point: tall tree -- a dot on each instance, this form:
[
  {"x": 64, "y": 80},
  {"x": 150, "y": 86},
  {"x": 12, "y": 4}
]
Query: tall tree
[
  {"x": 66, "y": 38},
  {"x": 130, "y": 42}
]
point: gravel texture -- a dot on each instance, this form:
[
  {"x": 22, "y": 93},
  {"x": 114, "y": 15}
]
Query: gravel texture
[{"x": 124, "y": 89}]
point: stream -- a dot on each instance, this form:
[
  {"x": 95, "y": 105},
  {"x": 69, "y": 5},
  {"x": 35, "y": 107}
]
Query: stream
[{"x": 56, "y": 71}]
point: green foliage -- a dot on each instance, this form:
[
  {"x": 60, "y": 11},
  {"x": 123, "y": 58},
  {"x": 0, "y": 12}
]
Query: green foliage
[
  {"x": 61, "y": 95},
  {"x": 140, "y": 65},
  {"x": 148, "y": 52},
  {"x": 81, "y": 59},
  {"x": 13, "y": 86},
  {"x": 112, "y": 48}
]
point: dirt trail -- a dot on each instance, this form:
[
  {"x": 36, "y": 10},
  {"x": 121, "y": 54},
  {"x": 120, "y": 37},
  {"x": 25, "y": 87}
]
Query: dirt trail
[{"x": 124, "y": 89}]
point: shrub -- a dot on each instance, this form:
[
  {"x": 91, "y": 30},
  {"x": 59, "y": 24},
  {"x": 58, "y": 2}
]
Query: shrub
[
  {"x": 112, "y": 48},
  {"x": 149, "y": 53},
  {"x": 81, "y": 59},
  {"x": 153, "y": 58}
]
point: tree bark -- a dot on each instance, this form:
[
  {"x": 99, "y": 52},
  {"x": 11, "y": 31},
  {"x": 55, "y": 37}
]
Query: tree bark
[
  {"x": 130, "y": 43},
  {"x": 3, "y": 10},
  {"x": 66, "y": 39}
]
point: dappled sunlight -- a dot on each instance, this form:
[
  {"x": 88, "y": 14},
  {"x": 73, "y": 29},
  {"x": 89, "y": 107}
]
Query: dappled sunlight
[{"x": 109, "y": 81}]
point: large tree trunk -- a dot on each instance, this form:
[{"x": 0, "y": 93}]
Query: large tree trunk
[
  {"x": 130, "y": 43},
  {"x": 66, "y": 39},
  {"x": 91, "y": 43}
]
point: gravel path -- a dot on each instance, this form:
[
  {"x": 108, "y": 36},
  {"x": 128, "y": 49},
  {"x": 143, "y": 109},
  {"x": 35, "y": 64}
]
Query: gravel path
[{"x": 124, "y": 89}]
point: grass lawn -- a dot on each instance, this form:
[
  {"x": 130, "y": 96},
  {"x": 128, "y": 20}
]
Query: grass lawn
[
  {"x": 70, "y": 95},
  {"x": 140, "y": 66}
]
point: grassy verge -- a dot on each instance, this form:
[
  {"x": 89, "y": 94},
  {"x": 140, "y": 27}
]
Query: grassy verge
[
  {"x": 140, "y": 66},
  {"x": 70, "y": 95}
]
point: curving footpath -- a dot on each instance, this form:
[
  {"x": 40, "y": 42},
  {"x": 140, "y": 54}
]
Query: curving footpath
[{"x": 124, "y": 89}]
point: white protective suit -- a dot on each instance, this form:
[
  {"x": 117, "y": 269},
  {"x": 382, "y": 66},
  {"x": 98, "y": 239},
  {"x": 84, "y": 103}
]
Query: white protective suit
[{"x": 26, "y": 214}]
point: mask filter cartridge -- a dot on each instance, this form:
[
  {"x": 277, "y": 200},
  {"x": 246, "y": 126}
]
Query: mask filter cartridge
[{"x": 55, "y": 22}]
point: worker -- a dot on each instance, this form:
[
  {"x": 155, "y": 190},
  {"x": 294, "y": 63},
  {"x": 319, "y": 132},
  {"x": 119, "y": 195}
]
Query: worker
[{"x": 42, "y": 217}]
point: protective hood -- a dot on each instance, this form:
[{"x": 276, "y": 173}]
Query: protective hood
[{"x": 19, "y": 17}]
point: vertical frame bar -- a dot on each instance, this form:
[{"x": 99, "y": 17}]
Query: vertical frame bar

▶ [ABOUT THIS EXERCISE]:
From the first line to the last, copy every record exactly.

▶ [COMPLETED EXERCISE]:
point: tall tree -- a dot on each instance, this form:
[
  {"x": 64, "y": 80},
  {"x": 150, "y": 86},
  {"x": 12, "y": 4}
]
Query: tall tree
[
  {"x": 66, "y": 38},
  {"x": 130, "y": 42}
]
point: gravel texture -- a dot on each instance, this form:
[
  {"x": 22, "y": 93},
  {"x": 114, "y": 15}
]
Query: gravel texture
[{"x": 124, "y": 89}]
point: stream -- a dot on each instance, this form:
[
  {"x": 95, "y": 105},
  {"x": 69, "y": 5},
  {"x": 35, "y": 107}
]
Query: stream
[{"x": 56, "y": 71}]
point: green foliage -- a dot on each instance, this form:
[
  {"x": 60, "y": 11},
  {"x": 123, "y": 58},
  {"x": 0, "y": 12}
]
Query: green foliage
[
  {"x": 61, "y": 95},
  {"x": 140, "y": 65},
  {"x": 148, "y": 52},
  {"x": 81, "y": 59},
  {"x": 13, "y": 86},
  {"x": 112, "y": 48}
]
point: dirt trail -- a dot on each instance, this form:
[
  {"x": 36, "y": 10},
  {"x": 121, "y": 54},
  {"x": 120, "y": 37},
  {"x": 25, "y": 87}
]
Query: dirt trail
[{"x": 124, "y": 89}]
point: shrub -- a dot on each instance, this form:
[
  {"x": 91, "y": 30},
  {"x": 59, "y": 24},
  {"x": 58, "y": 2}
]
Query: shrub
[
  {"x": 112, "y": 48},
  {"x": 149, "y": 53},
  {"x": 81, "y": 59},
  {"x": 153, "y": 58}
]
point: tree bark -- a dot on each instance, this form:
[
  {"x": 99, "y": 52},
  {"x": 11, "y": 31},
  {"x": 55, "y": 37}
]
Query: tree bark
[
  {"x": 130, "y": 43},
  {"x": 3, "y": 10},
  {"x": 66, "y": 39}
]
point: dappled sunlight -- a dot on each instance, this form:
[
  {"x": 88, "y": 14},
  {"x": 73, "y": 29},
  {"x": 89, "y": 107}
]
Query: dappled sunlight
[{"x": 109, "y": 81}]
point: large tree trunk -- a dot on each instance, this form:
[{"x": 0, "y": 93}]
Query: large tree trunk
[
  {"x": 130, "y": 43},
  {"x": 66, "y": 39},
  {"x": 91, "y": 43}
]
point: gravel path -- a dot on each instance, this form:
[
  {"x": 108, "y": 36},
  {"x": 128, "y": 49},
  {"x": 143, "y": 109},
  {"x": 35, "y": 64}
]
Query: gravel path
[{"x": 124, "y": 89}]
point: grass lawn -- a dot on each instance, this form:
[
  {"x": 130, "y": 96},
  {"x": 128, "y": 20}
]
Query: grass lawn
[
  {"x": 70, "y": 95},
  {"x": 140, "y": 66}
]
point: grassy verge -- a dot on each instance, this form:
[
  {"x": 89, "y": 94},
  {"x": 140, "y": 27}
]
Query: grassy verge
[
  {"x": 140, "y": 66},
  {"x": 70, "y": 95}
]
point: curving footpath -- a dot on each instance, this form:
[
  {"x": 40, "y": 42},
  {"x": 140, "y": 54}
]
Query: curving footpath
[{"x": 124, "y": 89}]
point: white protective suit -- a dot on each instance, this form:
[
  {"x": 117, "y": 269},
  {"x": 382, "y": 66},
  {"x": 98, "y": 239},
  {"x": 84, "y": 103}
]
Query: white protective suit
[{"x": 26, "y": 214}]
point: mask filter cartridge -- a dot on each instance, this form:
[
  {"x": 277, "y": 200},
  {"x": 246, "y": 126}
]
Query: mask filter cartridge
[{"x": 55, "y": 22}]
point: worker -- a dot on each instance, this form:
[
  {"x": 155, "y": 190},
  {"x": 294, "y": 63},
  {"x": 319, "y": 132},
  {"x": 119, "y": 195}
]
Query: worker
[{"x": 42, "y": 217}]
point: protective hood -- a dot on each instance, this form:
[{"x": 276, "y": 173}]
Query: protective hood
[{"x": 19, "y": 17}]
point: vertical frame bar -- a dot on each instance, this form:
[{"x": 99, "y": 17}]
Query: vertical frame bar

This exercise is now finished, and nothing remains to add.